Records contained in a dataset
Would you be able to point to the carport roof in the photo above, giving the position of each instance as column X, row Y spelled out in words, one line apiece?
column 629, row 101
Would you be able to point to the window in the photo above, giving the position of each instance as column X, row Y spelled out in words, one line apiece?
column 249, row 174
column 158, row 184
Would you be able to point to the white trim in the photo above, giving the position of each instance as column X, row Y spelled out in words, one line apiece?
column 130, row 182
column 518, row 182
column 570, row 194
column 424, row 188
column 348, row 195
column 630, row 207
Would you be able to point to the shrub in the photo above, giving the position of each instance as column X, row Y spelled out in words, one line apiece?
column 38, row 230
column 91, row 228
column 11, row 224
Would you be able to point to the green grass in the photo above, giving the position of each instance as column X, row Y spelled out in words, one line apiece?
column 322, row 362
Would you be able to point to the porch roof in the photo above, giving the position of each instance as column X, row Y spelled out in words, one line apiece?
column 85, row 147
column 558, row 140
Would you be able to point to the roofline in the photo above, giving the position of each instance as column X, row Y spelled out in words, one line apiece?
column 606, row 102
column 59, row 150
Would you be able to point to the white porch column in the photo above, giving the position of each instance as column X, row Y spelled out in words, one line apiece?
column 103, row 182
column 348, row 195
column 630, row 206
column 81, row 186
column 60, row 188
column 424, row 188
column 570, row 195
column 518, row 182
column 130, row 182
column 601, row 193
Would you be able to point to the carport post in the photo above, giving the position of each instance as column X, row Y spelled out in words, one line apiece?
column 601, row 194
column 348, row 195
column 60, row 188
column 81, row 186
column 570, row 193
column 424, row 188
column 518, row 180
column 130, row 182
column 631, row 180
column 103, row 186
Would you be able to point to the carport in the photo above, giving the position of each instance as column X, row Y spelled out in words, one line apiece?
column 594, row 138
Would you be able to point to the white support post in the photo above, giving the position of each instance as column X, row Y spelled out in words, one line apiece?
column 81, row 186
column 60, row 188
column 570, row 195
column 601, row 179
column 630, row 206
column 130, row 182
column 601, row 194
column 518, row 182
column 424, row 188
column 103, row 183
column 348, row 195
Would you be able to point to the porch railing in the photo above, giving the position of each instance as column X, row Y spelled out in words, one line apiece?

Exercise prompt: Take the records above and return them exactly as written.

Answer to this problem:
Would you be able to point to the carport roof in the photo above, giving the position of each instance as column X, row Y spelled out in words, one line apiece?
column 629, row 101
Would you be able to point to the window in the photo above, giving the position of each instance as column X, row Y spelled out in words, one line apiece?
column 249, row 174
column 158, row 184
Would you be able to point to the white trim in the photo above, giving the position of each instance as column X, row Y spelled out in words, one line apiece?
column 130, row 182
column 518, row 182
column 570, row 194
column 424, row 188
column 348, row 195
column 630, row 207
Would you be able to point to the shrub in the photo above, giving the position of each instance as column X, row Y spelled out in words, one line apiece?
column 38, row 230
column 91, row 228
column 11, row 224
Would you be able to point to the green grass in the photo above, giving the position of each instance as column X, row Y spelled out in words, one line apiece?
column 322, row 362
Would you be able to point to the porch roof in the photo above, giving the position of each instance as column X, row Y spelled out in words, one line apiece?
column 85, row 147
column 558, row 140
Would you be able to point to the roofline in the photo above, giving the position of each instance as column X, row Y spelled out in words, one line apiece?
column 606, row 102
column 59, row 150
Would you be able to point to the white porch column in the photo above, giving the position of each instance as column X, row Y spelled out in words, one line apiece?
column 103, row 182
column 348, row 195
column 630, row 206
column 81, row 186
column 60, row 188
column 424, row 188
column 570, row 195
column 518, row 182
column 130, row 182
column 601, row 193
Would you be able to point to the carport post in the photo above, giving the position of each instance as column X, row Y spelled out in words, one line apiece?
column 601, row 194
column 348, row 195
column 60, row 188
column 81, row 186
column 570, row 193
column 424, row 188
column 518, row 180
column 130, row 182
column 631, row 180
column 103, row 186
Would you be able to point to the carport in the photo above, giving the position of each instance as column X, row Y spelled out in words, one line apiece?
column 594, row 138
Would you be able to point to the white support post in the photo above, giving the position of each instance as column X, row Y spelled out in words, one line apiece?
column 81, row 186
column 60, row 188
column 570, row 195
column 601, row 179
column 630, row 206
column 130, row 182
column 601, row 194
column 518, row 182
column 424, row 188
column 103, row 183
column 348, row 195
Would you be able to point to the porch railing in the photo above, giving the position of each instance as column X, row Y spelled out in words, one line apiece?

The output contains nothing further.